━━━━━ Material supplied

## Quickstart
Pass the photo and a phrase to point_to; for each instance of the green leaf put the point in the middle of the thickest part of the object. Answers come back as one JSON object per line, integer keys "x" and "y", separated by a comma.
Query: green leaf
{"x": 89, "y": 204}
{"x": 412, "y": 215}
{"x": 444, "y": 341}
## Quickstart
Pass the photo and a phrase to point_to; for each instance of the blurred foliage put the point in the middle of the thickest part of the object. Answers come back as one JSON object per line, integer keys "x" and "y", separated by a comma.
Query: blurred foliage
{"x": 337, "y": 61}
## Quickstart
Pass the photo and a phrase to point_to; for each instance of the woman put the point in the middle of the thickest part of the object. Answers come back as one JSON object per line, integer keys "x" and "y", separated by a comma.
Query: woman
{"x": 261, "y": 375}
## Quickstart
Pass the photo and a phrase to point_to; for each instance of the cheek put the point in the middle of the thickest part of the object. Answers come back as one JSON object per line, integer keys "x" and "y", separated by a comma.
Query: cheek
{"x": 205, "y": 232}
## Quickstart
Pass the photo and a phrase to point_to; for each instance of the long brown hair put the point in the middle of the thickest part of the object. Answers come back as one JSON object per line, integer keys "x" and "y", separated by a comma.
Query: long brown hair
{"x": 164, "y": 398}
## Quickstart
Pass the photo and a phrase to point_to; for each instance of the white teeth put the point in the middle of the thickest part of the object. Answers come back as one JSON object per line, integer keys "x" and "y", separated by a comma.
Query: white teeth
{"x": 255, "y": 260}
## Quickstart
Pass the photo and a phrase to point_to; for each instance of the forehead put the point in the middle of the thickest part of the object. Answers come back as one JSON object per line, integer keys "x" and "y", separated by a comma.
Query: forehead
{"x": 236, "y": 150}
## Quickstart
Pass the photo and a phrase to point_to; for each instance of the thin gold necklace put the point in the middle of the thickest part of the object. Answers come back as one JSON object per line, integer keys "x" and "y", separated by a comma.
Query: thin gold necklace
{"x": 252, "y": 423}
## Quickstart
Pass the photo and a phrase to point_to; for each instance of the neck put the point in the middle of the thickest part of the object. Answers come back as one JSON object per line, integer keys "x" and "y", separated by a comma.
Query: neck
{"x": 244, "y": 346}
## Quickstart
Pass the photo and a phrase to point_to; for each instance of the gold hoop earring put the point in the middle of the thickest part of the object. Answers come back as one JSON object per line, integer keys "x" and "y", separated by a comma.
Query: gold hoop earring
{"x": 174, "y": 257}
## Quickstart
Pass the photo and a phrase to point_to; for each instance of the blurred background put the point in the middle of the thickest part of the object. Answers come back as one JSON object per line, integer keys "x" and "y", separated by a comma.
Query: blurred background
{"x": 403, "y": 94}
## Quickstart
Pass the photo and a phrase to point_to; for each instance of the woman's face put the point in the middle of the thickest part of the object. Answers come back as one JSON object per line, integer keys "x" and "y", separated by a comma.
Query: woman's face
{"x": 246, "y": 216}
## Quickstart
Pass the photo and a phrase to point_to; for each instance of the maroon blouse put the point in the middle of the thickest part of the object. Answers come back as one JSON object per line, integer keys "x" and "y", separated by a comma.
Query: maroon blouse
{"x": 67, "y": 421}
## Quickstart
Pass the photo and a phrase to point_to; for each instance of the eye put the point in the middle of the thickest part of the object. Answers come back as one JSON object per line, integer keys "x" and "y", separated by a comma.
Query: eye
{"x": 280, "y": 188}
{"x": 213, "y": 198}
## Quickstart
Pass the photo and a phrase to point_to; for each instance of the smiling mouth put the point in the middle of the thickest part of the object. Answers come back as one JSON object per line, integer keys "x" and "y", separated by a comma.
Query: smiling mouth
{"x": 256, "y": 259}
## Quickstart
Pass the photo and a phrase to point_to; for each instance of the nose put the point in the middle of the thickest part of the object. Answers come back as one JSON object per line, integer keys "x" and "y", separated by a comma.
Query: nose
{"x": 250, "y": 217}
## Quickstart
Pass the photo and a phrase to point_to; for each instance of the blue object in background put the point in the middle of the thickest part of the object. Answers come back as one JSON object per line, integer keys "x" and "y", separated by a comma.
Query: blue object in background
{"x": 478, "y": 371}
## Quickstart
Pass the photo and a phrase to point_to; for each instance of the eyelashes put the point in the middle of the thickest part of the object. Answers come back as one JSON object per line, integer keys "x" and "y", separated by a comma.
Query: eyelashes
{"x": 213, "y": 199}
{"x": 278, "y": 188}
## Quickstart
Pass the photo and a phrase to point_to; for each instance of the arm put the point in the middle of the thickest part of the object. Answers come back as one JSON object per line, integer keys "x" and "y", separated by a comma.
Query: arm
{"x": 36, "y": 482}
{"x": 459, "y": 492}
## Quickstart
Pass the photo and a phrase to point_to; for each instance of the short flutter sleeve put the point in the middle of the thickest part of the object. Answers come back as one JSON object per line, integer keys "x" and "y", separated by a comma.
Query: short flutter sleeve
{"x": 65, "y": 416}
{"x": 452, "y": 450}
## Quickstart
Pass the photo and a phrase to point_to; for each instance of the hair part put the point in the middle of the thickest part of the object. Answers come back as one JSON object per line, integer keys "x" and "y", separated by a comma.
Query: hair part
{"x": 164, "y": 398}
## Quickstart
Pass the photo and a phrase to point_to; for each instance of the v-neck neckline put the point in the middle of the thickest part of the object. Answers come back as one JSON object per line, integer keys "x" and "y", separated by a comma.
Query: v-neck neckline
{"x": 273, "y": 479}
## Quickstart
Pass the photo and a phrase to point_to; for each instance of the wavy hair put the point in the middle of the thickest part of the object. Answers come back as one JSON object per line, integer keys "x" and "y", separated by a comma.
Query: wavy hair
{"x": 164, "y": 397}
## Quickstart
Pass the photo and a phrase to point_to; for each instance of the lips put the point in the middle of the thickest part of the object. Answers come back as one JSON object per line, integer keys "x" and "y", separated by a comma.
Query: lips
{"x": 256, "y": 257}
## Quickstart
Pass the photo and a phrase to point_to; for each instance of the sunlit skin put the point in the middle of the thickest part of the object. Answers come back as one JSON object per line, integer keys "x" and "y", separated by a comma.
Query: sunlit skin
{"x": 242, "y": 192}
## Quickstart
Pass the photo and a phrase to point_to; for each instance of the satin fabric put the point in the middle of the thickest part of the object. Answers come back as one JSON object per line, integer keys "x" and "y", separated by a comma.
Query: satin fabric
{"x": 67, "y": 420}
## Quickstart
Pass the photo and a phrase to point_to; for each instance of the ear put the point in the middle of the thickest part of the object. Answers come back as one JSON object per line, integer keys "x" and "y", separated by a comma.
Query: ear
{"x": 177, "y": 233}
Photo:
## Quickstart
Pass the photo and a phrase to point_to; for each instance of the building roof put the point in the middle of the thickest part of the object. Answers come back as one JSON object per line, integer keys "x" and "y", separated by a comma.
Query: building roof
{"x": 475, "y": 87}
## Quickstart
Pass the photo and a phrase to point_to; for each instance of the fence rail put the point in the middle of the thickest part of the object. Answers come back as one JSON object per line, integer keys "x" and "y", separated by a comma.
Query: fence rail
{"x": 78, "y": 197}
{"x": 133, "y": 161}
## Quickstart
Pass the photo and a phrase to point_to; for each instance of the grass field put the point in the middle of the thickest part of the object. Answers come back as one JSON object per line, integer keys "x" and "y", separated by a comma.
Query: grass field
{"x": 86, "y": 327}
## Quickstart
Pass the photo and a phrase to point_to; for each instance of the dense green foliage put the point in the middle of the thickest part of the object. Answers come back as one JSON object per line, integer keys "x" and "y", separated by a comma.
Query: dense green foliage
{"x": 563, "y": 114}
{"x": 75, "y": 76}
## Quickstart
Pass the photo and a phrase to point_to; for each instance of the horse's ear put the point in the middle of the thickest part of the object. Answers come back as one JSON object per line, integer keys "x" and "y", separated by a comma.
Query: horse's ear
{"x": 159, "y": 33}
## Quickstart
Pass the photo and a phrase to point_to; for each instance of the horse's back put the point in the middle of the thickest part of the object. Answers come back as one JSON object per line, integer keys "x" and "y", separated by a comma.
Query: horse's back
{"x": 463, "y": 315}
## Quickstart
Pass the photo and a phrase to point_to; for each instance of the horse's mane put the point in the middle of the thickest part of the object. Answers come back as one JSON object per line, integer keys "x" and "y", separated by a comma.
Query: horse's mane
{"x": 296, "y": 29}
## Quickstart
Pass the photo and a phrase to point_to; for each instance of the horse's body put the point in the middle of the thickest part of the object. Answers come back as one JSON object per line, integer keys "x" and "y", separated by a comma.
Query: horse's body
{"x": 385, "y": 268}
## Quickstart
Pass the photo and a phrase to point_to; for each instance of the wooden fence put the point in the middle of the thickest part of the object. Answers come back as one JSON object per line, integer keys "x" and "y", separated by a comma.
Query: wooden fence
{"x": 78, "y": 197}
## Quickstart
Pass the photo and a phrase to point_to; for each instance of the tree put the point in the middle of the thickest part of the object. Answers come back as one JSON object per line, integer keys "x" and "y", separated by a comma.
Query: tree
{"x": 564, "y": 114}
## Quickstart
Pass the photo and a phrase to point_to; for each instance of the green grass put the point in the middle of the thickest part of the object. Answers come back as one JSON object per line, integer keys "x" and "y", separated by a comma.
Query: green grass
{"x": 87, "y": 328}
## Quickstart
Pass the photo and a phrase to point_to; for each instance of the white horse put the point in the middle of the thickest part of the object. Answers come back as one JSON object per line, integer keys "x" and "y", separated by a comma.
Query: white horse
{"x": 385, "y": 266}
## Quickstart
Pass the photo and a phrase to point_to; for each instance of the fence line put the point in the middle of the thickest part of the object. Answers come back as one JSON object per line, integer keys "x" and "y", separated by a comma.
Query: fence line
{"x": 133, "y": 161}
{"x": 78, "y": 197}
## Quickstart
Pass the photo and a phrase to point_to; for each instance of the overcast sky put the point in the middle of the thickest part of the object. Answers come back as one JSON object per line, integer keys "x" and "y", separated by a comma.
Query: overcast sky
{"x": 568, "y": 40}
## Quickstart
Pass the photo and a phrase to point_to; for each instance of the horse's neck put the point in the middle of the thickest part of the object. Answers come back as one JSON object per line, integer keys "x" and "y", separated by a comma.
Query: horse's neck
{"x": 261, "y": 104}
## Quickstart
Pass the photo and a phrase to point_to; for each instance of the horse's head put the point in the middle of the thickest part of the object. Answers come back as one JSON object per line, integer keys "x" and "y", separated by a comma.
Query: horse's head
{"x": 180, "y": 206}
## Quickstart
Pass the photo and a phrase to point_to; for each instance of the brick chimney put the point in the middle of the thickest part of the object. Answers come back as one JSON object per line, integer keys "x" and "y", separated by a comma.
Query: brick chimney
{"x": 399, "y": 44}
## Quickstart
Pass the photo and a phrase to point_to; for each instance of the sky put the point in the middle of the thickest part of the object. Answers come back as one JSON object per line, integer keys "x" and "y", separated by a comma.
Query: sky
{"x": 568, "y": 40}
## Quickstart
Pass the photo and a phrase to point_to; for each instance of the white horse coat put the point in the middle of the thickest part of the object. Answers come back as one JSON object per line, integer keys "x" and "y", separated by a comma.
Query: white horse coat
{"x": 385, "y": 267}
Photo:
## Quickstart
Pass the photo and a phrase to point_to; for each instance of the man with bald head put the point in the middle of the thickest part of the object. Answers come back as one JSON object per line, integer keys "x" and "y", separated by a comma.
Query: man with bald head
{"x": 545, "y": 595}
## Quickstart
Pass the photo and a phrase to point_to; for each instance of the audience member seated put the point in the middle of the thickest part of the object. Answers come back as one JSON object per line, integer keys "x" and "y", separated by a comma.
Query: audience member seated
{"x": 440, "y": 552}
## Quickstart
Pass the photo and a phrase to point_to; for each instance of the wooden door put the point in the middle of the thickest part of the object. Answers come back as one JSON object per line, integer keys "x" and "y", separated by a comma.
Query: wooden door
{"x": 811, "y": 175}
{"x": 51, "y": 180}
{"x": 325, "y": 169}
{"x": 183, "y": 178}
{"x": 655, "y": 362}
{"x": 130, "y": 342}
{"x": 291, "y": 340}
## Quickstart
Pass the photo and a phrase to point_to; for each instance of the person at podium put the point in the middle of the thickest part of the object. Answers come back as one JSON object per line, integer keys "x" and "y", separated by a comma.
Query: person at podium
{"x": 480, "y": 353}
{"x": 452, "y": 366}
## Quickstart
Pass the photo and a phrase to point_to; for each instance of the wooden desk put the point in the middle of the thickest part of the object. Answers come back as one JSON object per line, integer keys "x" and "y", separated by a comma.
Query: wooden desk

━━━━━━━━━━

Instruction -
Please show every line in the entries above that contains the word "coat".

Response to the exercise -
Pass the photo and a phrase to point_to; for each instance of the white horse coat put the point in the middle of the thickest part of the object. Answers come back as one JSON object per line, integer keys "x" and "y", separated by a comma.
Query: white horse coat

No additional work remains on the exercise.